Stored records:
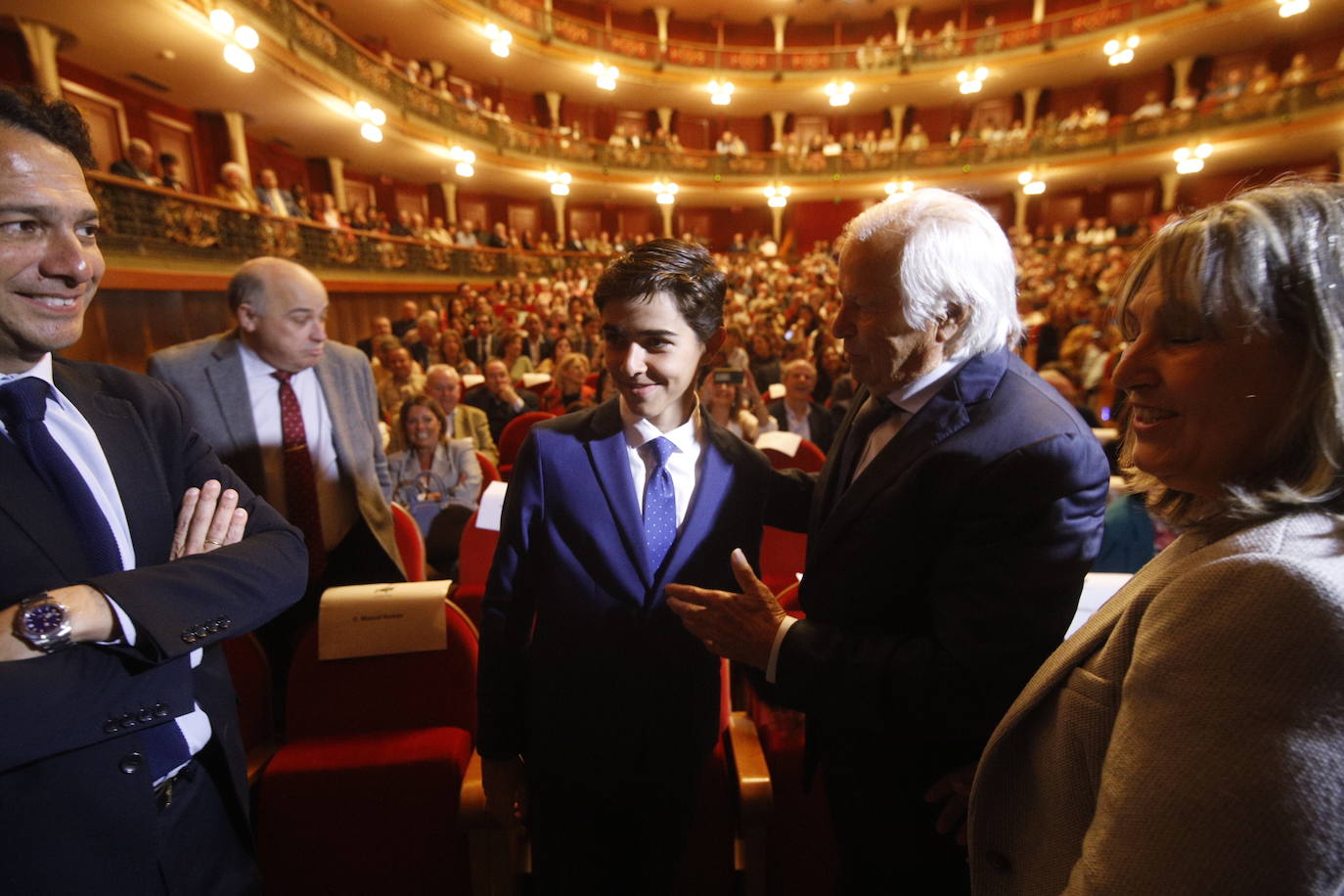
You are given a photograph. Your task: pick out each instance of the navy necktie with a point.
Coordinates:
(23, 403)
(23, 406)
(658, 503)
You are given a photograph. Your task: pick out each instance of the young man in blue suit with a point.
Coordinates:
(597, 708)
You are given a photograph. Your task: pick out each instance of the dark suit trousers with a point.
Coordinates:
(887, 840)
(593, 837)
(201, 849)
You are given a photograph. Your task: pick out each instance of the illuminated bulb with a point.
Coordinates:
(221, 21)
(240, 58)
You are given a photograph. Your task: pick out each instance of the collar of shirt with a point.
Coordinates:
(685, 464)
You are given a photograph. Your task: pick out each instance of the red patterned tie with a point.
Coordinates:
(300, 481)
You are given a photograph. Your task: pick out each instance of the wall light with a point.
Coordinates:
(499, 38)
(721, 92)
(1120, 53)
(1189, 160)
(970, 79)
(664, 193)
(605, 75)
(840, 92)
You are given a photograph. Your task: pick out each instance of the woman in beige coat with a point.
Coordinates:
(1189, 737)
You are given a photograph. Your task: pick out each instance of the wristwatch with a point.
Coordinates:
(43, 623)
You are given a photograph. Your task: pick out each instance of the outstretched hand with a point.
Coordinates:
(739, 626)
(208, 518)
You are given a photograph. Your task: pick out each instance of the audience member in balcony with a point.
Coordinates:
(272, 198)
(599, 713)
(796, 411)
(955, 529)
(1298, 71)
(241, 388)
(567, 391)
(1152, 108)
(444, 384)
(498, 398)
(233, 187)
(139, 162)
(173, 172)
(1109, 777)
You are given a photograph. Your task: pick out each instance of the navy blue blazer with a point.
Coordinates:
(68, 777)
(584, 668)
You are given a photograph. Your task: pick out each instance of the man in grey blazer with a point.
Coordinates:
(233, 387)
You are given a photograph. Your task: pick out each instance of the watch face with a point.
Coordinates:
(45, 619)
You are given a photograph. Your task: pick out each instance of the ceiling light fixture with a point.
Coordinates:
(241, 39)
(560, 182)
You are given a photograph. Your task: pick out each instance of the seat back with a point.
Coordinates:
(809, 458)
(515, 431)
(410, 543)
(383, 694)
(489, 473)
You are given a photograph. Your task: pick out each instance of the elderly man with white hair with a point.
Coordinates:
(949, 533)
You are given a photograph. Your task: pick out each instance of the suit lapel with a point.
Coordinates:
(712, 484)
(229, 384)
(611, 469)
(135, 467)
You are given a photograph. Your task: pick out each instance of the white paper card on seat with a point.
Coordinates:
(376, 619)
(492, 507)
(785, 443)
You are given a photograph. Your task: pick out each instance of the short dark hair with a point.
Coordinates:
(53, 119)
(683, 270)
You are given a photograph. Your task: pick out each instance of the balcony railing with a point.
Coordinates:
(157, 223)
(876, 54)
(311, 34)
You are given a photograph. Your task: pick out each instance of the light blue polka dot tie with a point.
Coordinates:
(658, 501)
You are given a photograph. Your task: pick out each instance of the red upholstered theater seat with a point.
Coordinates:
(474, 555)
(809, 458)
(365, 795)
(410, 543)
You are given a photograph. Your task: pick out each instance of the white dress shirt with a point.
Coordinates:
(335, 501)
(79, 442)
(683, 465)
(910, 399)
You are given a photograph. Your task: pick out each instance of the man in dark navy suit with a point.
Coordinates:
(121, 769)
(949, 533)
(597, 708)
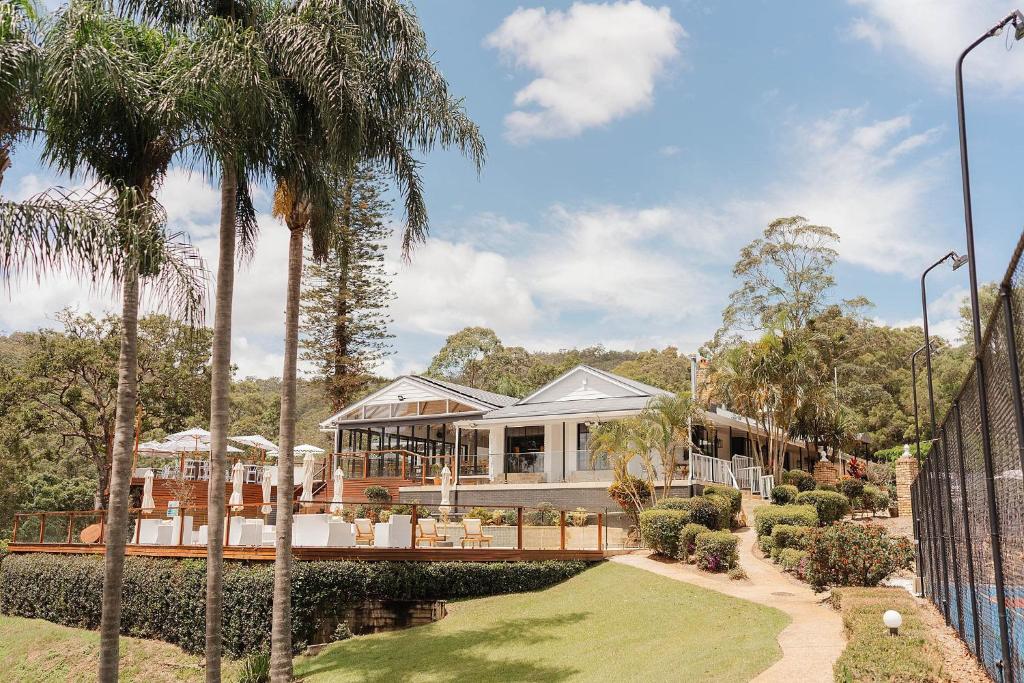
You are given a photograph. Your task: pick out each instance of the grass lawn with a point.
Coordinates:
(610, 623)
(871, 655)
(39, 651)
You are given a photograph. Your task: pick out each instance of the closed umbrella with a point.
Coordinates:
(148, 505)
(237, 474)
(266, 491)
(308, 465)
(339, 492)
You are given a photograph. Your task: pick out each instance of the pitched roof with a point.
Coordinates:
(497, 399)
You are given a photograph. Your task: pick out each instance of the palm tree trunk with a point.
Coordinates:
(117, 509)
(219, 404)
(281, 641)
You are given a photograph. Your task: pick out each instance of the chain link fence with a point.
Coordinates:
(969, 497)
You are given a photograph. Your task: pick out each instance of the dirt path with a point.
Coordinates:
(813, 640)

Exercise description:
Convert all of the material above into a two-column CSV with the headers text and points. Give one row for each line beginning "You are given a photograph" together with the coordinates listed under it, put each value in a single quoted field with line breaks replaced by spaces, and leave out the pictures.

Result of this task:
text,points
"You are given a photograph. Your task: pick out each instance of the navy necktie with a point. Coordinates:","(23, 403) (23, 406) (658, 503)"
"You are given a photograph. Your task: pick out each instance of the young man in blue suit with a point. Coordinates:","(597, 708)"
"You are given a photograph. Your task: pick out each instance of the dark suit trousers with a point. Coordinates:","(887, 840) (593, 837) (201, 849)"
"You are given a photograph. Your task: pick out each instance of the illuminated bulb with a point. Coordinates:","(221, 21) (240, 58)"
"You are given a photograph. Your task: pick out each instance of the collar of shirt with a point. Coordinates:","(685, 464)"
"You are given a photograph. Your task: pick out each instance of the red patterned tie with a point. Coordinates:","(300, 481)"
"You are given a photograph. Your task: pick out each instance of the wall light with a point. Coordinates:","(499, 38) (721, 92) (1120, 53) (1189, 160) (970, 79) (664, 193) (605, 75) (840, 92)"
"You are given a photograph. Your task: pick out each instance of the woman in beige coat with a point. Coordinates:","(1189, 737)"
"You are given a photograph. Your task: pick out each instance of the wristwatch with a point. Coordinates:","(43, 623)"
"You are given a photograph. Your task: pick out each instance of the outstretched hand with a point. Coordinates:","(739, 626) (208, 518)"
"You are given a photograph. Your task: pick out each instance of the audience member in balcony with a point. Coordinates:","(272, 198) (599, 713) (796, 411) (955, 529) (1298, 71) (241, 388) (567, 391) (1152, 108) (444, 384) (498, 398) (233, 187) (139, 162) (173, 172) (1109, 777)"
"You are given a photograph. Your task: pick out each instance of the navy blue blazer with a point. Coordinates:","(68, 777) (584, 668)"
"You are given a photograph. Your task: pick out each instance of the man in grey blazer with a point. Coordinates:","(233, 387)"
"You are given a photograph. Your task: pick out each instance of the watch face with a point. Coordinates:","(45, 619)"
"You are given a photograph. Your task: pick out each instance of the ceiling light fixture with a point. Coordinates:","(241, 39) (560, 182)"
"You are given a photograph. Your task: pick out each instance of the seat back with a point. Coordinates:","(809, 458) (515, 431) (410, 543) (383, 694) (489, 473)"
"You are given a photograph. Your task: pick out each instance of the elderly man with white hair with a point. Coordinates:","(949, 533)"
"You are given a photograph. Your task: pick out each instance of the suit lapel with a point. Coordinates:","(712, 484) (229, 384) (611, 469) (135, 467)"
"You are given a photograph. Your task: pick out each instance of the white paper card on seat with a point. Coordinates:","(376, 619) (492, 507) (785, 443)"
"You are given a photograph. Your task: pick out each instance of the short dark hair with a point. Coordinates:","(53, 119) (683, 270)"
"You are given a photograph. Your task: pick out each instance of the balcony railing with a point. Coordinates:","(157, 223) (876, 54) (311, 34)"
"You are given a photograph. Your task: pick out each instance of the light blue polka dot tie with a point. Coordinates:","(658, 501)"
"You are given a photograph. Your task: pick out each instance of the red upholstered theater seat with a point. Coordinates:","(474, 555) (809, 458) (365, 795) (410, 543)"
"You are given a photograph. Your task: pick out each instance of the white dress shirt with a point. Coordinates:","(335, 501) (79, 442) (683, 465) (910, 399)"
"You are given a photograph. Your task: pick out each instance of the man in dark navy suit with a point. Coordinates:","(121, 769) (949, 533) (597, 708)"
"You are given a photograph. Your task: pick out each instance of the grass lawn with a point. Coordinates:","(610, 623) (871, 655) (39, 651)"
"You are given a photograph. Your task: pick out each instance of the closed umbrella with a point. Coordinates:","(148, 505) (237, 474) (266, 491) (308, 465) (339, 492)"
"You are given a photograph. Your task: pick out each instance of the pitched roof with a point. Coordinates:","(497, 399)"
"You are given a photograph. Your task: pick out each instance of the palm tree trunk with a point. Coordinates:","(117, 509) (219, 404) (281, 641)"
"You are given a photograph. Your task: pick out each instance of the chain link fence with a point. Coordinates:","(969, 497)"
"You are given a photograph. Your task: pick out each instance of the dirt path with a point. Coordinates:","(813, 640)"